WHAT THE TASK REQUIRES - Write out the lines below once more, exactly as they appear. Do not include pictures.

--------------------------------------------------

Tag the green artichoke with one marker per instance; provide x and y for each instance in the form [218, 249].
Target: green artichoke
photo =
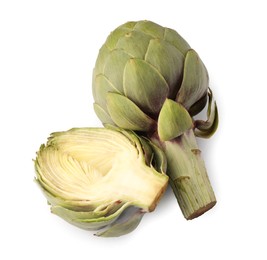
[148, 79]
[101, 179]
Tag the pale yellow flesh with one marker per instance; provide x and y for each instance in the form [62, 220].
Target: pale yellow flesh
[101, 171]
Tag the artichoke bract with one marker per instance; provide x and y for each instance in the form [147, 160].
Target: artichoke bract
[148, 79]
[101, 179]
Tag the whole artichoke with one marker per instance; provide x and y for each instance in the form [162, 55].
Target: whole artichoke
[101, 179]
[148, 79]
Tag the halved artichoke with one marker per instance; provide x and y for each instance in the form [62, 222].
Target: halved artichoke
[101, 179]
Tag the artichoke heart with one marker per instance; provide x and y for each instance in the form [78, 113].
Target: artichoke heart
[101, 179]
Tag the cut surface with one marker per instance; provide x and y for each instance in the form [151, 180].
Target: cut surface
[98, 167]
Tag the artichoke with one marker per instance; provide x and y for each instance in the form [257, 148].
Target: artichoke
[101, 179]
[148, 79]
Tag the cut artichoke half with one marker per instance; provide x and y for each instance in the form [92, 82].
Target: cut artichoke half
[97, 178]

--------------------------------------------------

FINAL ANSWER -
Tag the green artichoke with one marker per instance; provide x and y for each instance in the form [218, 249].
Target: green artichoke
photo =
[148, 79]
[101, 179]
Tag the pale yellow flesh with one marker per instance; provide x and y for each instance in the form [62, 220].
Target: pale yellow flesh
[101, 171]
Tag the artichoke bract with one marker per instance; provide x and y for each instance in the form [147, 160].
Target: artichoke bract
[148, 79]
[101, 179]
Tag the whole artichoke with one marker per instance; provide x and y for each instance in the form [162, 55].
Target: whole artichoke
[101, 179]
[148, 79]
Tag the halved artichoke with one marker per instance; provide x and y for each instance in the form [62, 222].
Target: halved artichoke
[101, 179]
Tag the artichoke heart with one marker per instance; provide x and y for each instance in the form [78, 113].
Target: artichoke heart
[101, 179]
Tag the cut surface with one marker per instance; provide x and y for each instance in the form [151, 180].
Target: cut surface
[98, 167]
Tag the artichoke with one marker per instance; provide x and y for each instance in the form [257, 148].
Target: artichoke
[101, 179]
[148, 79]
Tag the cut artichoke half with one marker per instance; provide x and y for each instance in the form [92, 82].
Target: cut artichoke half
[97, 178]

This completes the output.